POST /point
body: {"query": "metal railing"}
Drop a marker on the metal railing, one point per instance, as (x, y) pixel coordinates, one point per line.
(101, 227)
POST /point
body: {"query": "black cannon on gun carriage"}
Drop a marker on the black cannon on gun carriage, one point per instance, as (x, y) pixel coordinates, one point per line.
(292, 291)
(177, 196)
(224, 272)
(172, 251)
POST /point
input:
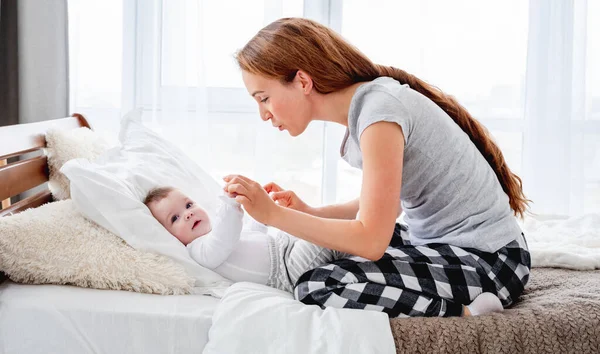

*-*-*

→ Exercise details
Extract every line from the lines above that contains the string "railing", treating case as significant.

→ Response
body: {"query": "metal railing"}
Drop a marker on the metal railing, one point per instance, as (x, y) pixel coordinates, one point per line.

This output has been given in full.